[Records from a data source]

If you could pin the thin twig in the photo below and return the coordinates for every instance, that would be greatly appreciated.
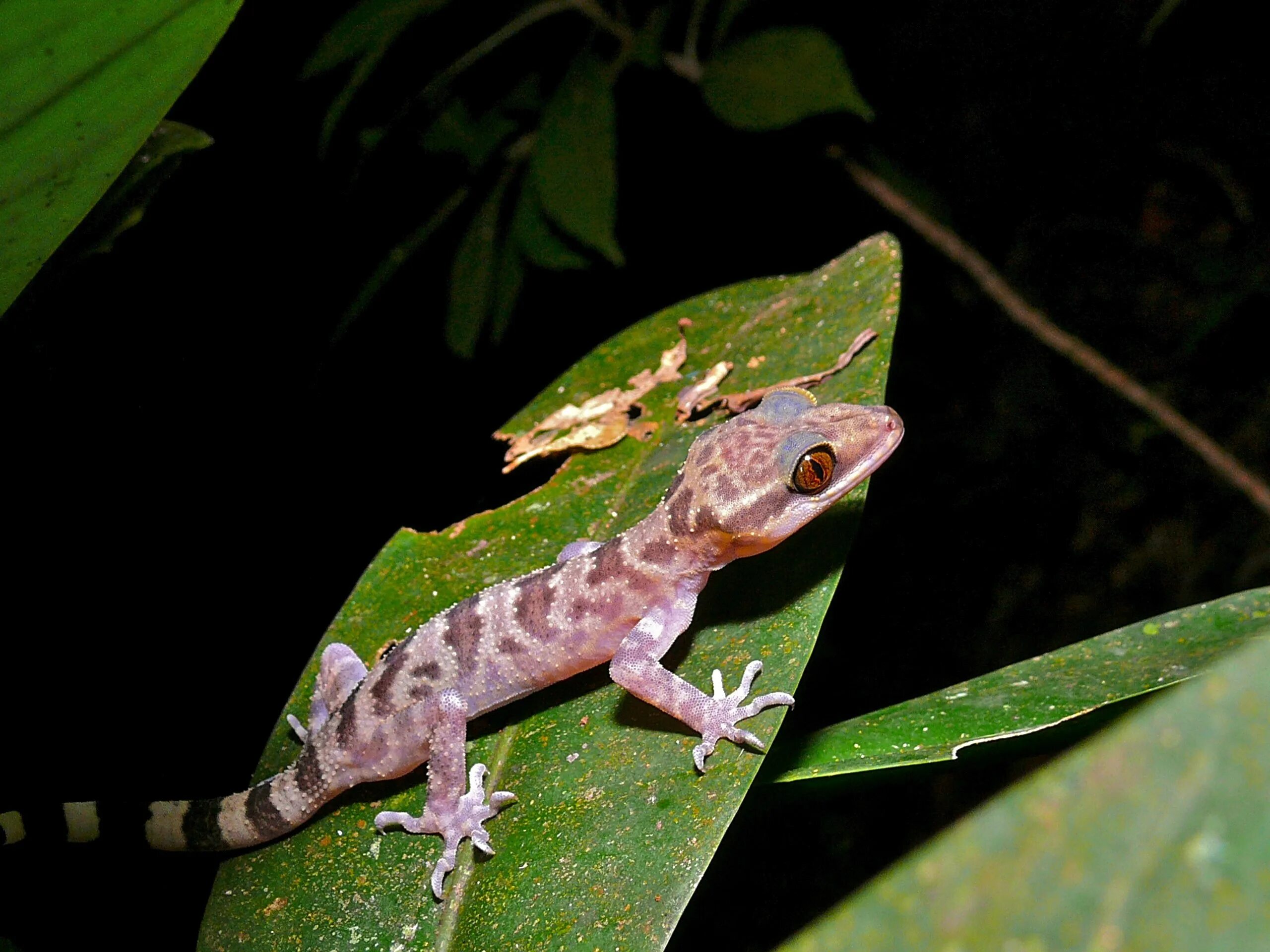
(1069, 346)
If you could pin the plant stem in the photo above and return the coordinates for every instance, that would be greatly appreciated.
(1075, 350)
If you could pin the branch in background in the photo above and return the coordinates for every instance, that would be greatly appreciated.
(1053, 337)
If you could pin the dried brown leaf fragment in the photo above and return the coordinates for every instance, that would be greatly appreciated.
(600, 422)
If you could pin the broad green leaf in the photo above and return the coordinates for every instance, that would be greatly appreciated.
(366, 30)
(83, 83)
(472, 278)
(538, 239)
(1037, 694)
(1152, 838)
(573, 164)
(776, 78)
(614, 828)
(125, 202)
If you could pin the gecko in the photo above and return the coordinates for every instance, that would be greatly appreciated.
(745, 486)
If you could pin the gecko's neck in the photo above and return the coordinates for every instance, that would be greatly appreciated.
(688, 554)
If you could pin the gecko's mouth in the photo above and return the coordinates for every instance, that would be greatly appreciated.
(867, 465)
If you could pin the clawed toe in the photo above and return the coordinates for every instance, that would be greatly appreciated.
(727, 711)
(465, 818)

**Task:** Rewrite every line of the items above, requests included, with each coordinate in the answers multiplied by 1.8 and rounded to the nearest whole number, halves going up. Leave the pictures out of your answer.

**Result:**
If you could pin the thin twig in the photo below and return the coordinates for every instance, that would be greatly appreciated.
(1924, 623)
If you could pin the plant stem in the photo above and return the coordinates for every instance, that would be greatly appreciated.
(1935, 630)
If you could pin the branch in background in the photo above and return the coordinates for every instance, that would be greatly appreciated.
(1895, 607)
If you could pin the dried brown leaf fragment in the photo above and return the coordinates for every instance, that would be greatly appreciated.
(1080, 760)
If you could pin the broad green leaf in the photo above and return the coordinates for every instance, that would be greatly appreciated.
(659, 54)
(149, 149)
(850, 500)
(968, 430)
(1867, 1249)
(2074, 1508)
(1031, 295)
(1397, 140)
(1105, 1490)
(225, 364)
If you could pin the gecko in the photo above and return the coordinates for every instance, that would be greatly appreciated.
(1341, 875)
If you could pin the gecko's neck in the photo above and return the coordinates for every instance, that would be greatly appreciated.
(1238, 997)
If you could pin the gecko's mouth in the photo above and return the coordinates for every instance, that would be greatly appreciated.
(1561, 837)
If you could pin the clawed toe in the photo above and return the coordinates for every instance, that would be greatly appreciated.
(1309, 1280)
(837, 1472)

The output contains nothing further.